Track One: I Heard It Through the Grapevine

I had been working late, coming home on the 605 Freeway, listening to SNAP (an alternative music program) on public radio station KCRW. The host, Deirdre O-Donahue, had just returned from a roots-finding mission in Ireland. She was raving about a book she had picked up there about an imaginary rock band called The Committments. She mentioned the author–was that Paddy Doyle? My car radio didn’t pick up KCRW in Santa Monica very well. I thought, I’ll call her and get the author’s name when I get home.

Of course, like most radio stations, the line was busy.

Track Two: Mercy, Mercy Me (The Ecology)

Now, I had been doing my own roots-finding through Irish music as well. It started with The Waterboys, but then I found the Pogues used, then blossomed into fruition when someone sold their entire Van Morrison collection to the used CD store. Buying used CDs is smart. Not only is it good for the environment–used CDs don’t have longboxes and buying one is a bit like recycling–but it is usually cheaper than a new CD and a higher profit item for the store compared to a new CD, otherwise known as a win-win situation. Independent CD stores are like independent bookstores; since they can’t compete with the discounts that the chains are able to get, they usually carry a wider selection and have used bins. So, within the space of about two months, I had 15 CDs of great Irish growling. This book called The Committments, about an Irish rock band of the same name, sounded like just my thing.

Track Three: Land of 1,000 Dances

Books and stories about rock music have always interested me, especially if they have a twist. My friend Jim Cappio can’t stand this “subgenre” and you may share his opinion, but to each his own.

There’s been some good work done this way, like (in order of recommendation):

  • The Armageddon Rag by George R.R. Martin, about the fictional Nazgul
  • This is Spinal Tap (movie, album, way of life)
  • “Flying Saucer Rock and Roll” by Howard Waldrop, about the fictional Kool-Tones
  • “Touring” by Gardner Dozois, Jack Dann, and Michael Swanwick, about Buddy Holly, Janis Joplin, and the Big Bopper
  • Espedair Street by Iain Banks, about the fictional pop band Frozen Gold
  • The Kill Riff by David J. Schow, about the fictional heavy metal bands Whip Hand, ‘Gasm, and Electric Shock
  • The Scream by John Skipp and Craig Spector, about the demon band of the same name.

Track Four: I Found a Love

Jill and I just moved to Colorado–Jill to return to college, me to get out of the smog. Unfortunately, I had to return to LA after we had completed the move to train my replacement for the job I left. (Well, the money was nice, too.)

I was flipping through the LA Times and noticed a movie ad for…The Committments. Goddamn! they made that book I can’t find into a movie. Who’s it written by? Roddy Doyle.

I’ve got to have it, no ifs ands or buts. I rush down to Book Soup at 9:00 pm on a Thursday. There it is, sitting on the shelf, The Committments, by Roddy Doyle (Vintage Contemporaries, 1989). I rush “home” and read it in three hours.

## Supplied data
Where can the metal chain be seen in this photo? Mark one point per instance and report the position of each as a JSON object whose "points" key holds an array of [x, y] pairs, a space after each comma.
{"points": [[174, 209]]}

## Set task
Please continue the piece about tracking down the Irish rock-band novel, starting right after its final sentence.

## The response
Track Five: Do Right Woman Do Right Man

The Committments is a novel of dialogue–or, more accurately, dialect. It tells of the formation of Dublin Soul. Soul music in Ireland? Well, the theory is that the Irish are the “niggers” of Europe, and the Dubliners are the “niggers” of Ireland, and the North Siders are the…you get the point. Rescuing a couple of mates from the horrors of playing Depeche Mode, Jimmy Rabitte puts together The Committments by placing an ad in the paper reading: “Have you got Soul? If yes, the World’s Hardest Working Band is looking for you.”

Jimmy, the manager, has got a good head on his shoulders. He knows the music business (having eaten Melody Maker and NME for breakfast every day), so his question for potential band members is simple: What are your influences? He gets a drummer who idolizes Animal of the Muppets, a saxophonist who says Clarence Clemons and the guy from Madness, and trumpet player Joey “The Lips” Fagen, who proves to be the superglue for the group. Joey “The Lips” has played with everybody who was anybody, talks like a southern evangelicist, and, man, can he play that horn. And, because soul music is the music of “ridin'” (read: sex), Jimmy finds The Committmentettes, to provide the visual component as well as backup and lead on songs by the Motown girl groups. Add a piano player, change some lyrics to fit the politics of Ireland, and you have achieved Dublin Soul.

The Beatles were four poor sods from Liverpool, and they only managed to stay together for 9 years. How long are nine desperate for attention Dubliners going to stay together? Ah, there’s the rub.

There is true humor in this book, humor that speaks to you if you ever played in a band or follow rock music. There’s also enough situational humor to cross over for those who don’t necessarily go for this type of book. And there’s a moral/point/call-it-what-you-will, as well. More on this later.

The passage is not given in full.